HABER MERKEZİ- JINNEWS ve MA muhabirlerinin gözaltına alınmasına ilişkin Ankara’da yapılan açıklamada konuşan gazeteci Dilan Babat, “Hakikaten ve kalemimizden korkuyorlar. Hakikatten korkmaya devam etsinler biz onları haberlerimizle hakikatle korkutmaya devam edeceğiz ” dedi.
Ankara Cumhuriyet Başsavcılığı tarafından gazetecilere yönelik yürütülen soruşturma kapsamında Ankara, İstanbul, Van, Diyarbakır, Urfa, Mersin ve Mardin’de birçok eve sabah saatlerinde düzenlenen eş zamanlı baskınlar sonrası Mezopotamya Ajansı (MA) Yazı İşleri Müdürü Diren Yurtsever, MA muhabirleri Deniz Nazlım, Selman Güzelyüz, Zemo Ağgöz, Berivan Altan, Hakan Yalçın, Emrullah Acar ve Ceylan Şahinli ile JINNEWS muhabirleri Habibe Eren ve Öznur Değer gözaltına alınmasına dair İnsan Hakları Derneği (İHD) Ankara Şube’de basın toplantısı düzenlendi.
Açıklamaya gazetecilerin JINNEWS ve MA çalışanlarının yanı sıra Halkların Demokratik Partisi (HDP), İnsan Hakları Derneği Ankara Şube (İHD) , Türkiye Gazeteciler Sendikası (TGS) , DİSK-Basın-İş Yöneticileri, HDP Milletvekili Hüseyin Kaçmaz, Çağdaş Hukukçular Derneği ve Özgürlük İçin Hukukçular Derneği (ÖHD) katıldı.
“Kimliğimiz ve basın kartımız cebimizde”
Açıklamada ilk olarak konuşan gazeteci Özgür Paksoy şunları kaydetti, “Bugün yine AKP-MHP iktidarının özgür basına yönelik saldırısına uyandık. Bu toplumu susturmaya yönelik bir saldırıdır. Hakikatin AKP- MHP iktidarının istediği gibi karanlıkta kalmasına izin vermeyeceğiz. Bizi susturamazlar. Biz hakikatin peşinden koşmaya devam edeceğiz. Biz bugünkü özel savaş iktidarının ağa babalarını da gördük. Ankara Emniyeti hukuksuz açıklamasında da arkadaşlarımızın işkenceyle gözaltına alındığını itiraf etmiştir. Belirttikleri gibi gizli saklı isimlerle habercilik yapmıyoruz. Hepimizin kimliği ve basın kartı cebinde. Bizim gizli saklı, şifreli haber yaptığımız yoktur.”
“40’nı bulmamış bebeğin annesini aldılar”
Hüseyin Aykol, “33 yıl önceki hükümetler de bizi çok iyi tanır. 3-4 ay önce Diyarbakır’dan aldıkları arkadaşlarımız için iddianame bile yazamadılar. Oysa arkadaşlarımızı çağırsalardı ifade vermeye giderlerdi. Ama bugün Ankara’da da aynısı yaptılar” dedi. Hüseyin, yapılan operasyonla 40’nı bulmamış bir bebeğin annesini aldıklarını ve bundan utanmadıklarını belirtti.

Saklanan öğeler
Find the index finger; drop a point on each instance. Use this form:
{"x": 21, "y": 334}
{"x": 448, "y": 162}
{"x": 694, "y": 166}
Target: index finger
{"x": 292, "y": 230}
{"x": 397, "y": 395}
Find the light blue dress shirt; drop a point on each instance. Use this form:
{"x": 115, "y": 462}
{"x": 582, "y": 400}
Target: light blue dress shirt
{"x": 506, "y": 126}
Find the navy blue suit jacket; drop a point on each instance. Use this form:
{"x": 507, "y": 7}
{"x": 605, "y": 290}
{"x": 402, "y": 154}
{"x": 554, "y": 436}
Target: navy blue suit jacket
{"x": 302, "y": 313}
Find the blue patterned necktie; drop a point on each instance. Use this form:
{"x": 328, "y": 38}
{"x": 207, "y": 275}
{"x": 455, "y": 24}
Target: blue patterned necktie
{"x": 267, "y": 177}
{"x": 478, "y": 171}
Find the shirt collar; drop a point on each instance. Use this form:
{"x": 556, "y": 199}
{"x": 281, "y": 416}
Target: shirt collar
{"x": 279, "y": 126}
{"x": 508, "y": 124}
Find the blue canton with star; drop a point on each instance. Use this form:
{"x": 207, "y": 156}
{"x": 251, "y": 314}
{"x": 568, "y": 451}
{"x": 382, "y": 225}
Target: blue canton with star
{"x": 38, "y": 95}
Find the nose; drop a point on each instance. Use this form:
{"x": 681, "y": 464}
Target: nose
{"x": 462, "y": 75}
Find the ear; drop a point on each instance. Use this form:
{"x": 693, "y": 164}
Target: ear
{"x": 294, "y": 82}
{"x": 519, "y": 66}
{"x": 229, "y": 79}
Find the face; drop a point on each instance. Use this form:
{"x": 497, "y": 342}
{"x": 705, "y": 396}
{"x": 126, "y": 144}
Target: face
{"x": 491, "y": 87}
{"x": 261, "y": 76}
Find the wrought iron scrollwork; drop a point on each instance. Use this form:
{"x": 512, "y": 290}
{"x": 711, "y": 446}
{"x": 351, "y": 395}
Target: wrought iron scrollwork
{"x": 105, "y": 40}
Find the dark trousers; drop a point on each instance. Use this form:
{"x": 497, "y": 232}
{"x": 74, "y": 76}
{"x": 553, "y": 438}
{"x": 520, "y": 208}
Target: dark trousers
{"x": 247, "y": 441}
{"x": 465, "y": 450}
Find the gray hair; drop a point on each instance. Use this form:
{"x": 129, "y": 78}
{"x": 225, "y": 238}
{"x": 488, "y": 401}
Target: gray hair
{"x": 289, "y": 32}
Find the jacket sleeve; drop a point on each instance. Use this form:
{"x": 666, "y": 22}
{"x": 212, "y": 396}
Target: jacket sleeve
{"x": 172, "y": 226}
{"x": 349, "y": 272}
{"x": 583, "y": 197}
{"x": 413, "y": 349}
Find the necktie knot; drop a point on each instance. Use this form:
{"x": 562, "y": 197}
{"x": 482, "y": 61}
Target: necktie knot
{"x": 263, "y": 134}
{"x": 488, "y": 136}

**Yapılacaklar**
A – Haber metnine göre aşağıdaki soruları yanıtlayın:
(i) Sabah saatlerindeki eş zamanlı baskınlar hangi illerde düzenlendi?
(ii) Basın toplantısı nerede düzenlendi?
(iii) Hüseyin Aykol'a göre 3-4 ay önce Diyarbakır'dan alınan arkadaşları için ne yazılamadı?
B – Haber metninde "HABER MERKEZİ- JINNEWS" sözcüklerinin geçtiği yerden başlayın, "basın toplantısı düzenlendi." sözcüklerinden sonra durun. Aradaki bölümü olduğu gibi kopyalayın.
C – Haber metninde gözaltına alındığı belirtilen MA muhabirlerinin tümünü sıralayın.

**Alıştırma çözümleri**
A –
(i) Ankara, İstanbul, Van, Diyarbakır, Urfa, Mersin ve Mardin'de.
(ii) İnsan Hakları Derneği (İHD) Ankara Şube'de.
(iii) İddianame.

B –
HABER MERKEZİ- JINNEWS ve MA muhabirlerinin gözaltına alınmasına ilişkin Ankara’da yapılan açıklamada konuşan gazeteci Dilan Babat, “Hakikaten ve kalemimizden korkuyorlar. Hakikatten korkmaya devam etsinler biz onları haberlerimizle hakikatle korkutmaya devam edeceğiz ” dedi.
Ankara Cumhuriyet Başsavcılığı tarafından gazetecilere yönelik yürütülen soruşturma kapsamında Ankara, İstanbul, Van, Diyarbakır, Urfa, Mersin ve Mardin’de birçok eve sabah saatlerinde düzenlenen eş zamanlı baskınlar sonrası Mezopotamya Ajansı (MA) Yazı İşleri Müdürü Diren Yurtsever, MA muhabirleri Deniz Nazlım, Selman Güzelyüz, Zemo Ağgöz, Berivan Altan, Hakan Yalçın, Emrullah Acar ve Ceylan Şahinli ile JINNEWS muhabirleri Habibe Eren ve Öznur Değer gözaltına alınmasına dair İnsan Hakları Derneği (İHD) Ankara Şube’de basın toplantısı düzenlendi.

C – Deniz Nazlım, Selman Güzelyüz, Zemo Ağgöz, Berivan Altan, Hakan Yalçın, Emrullah Acar, Ceylan Şahinli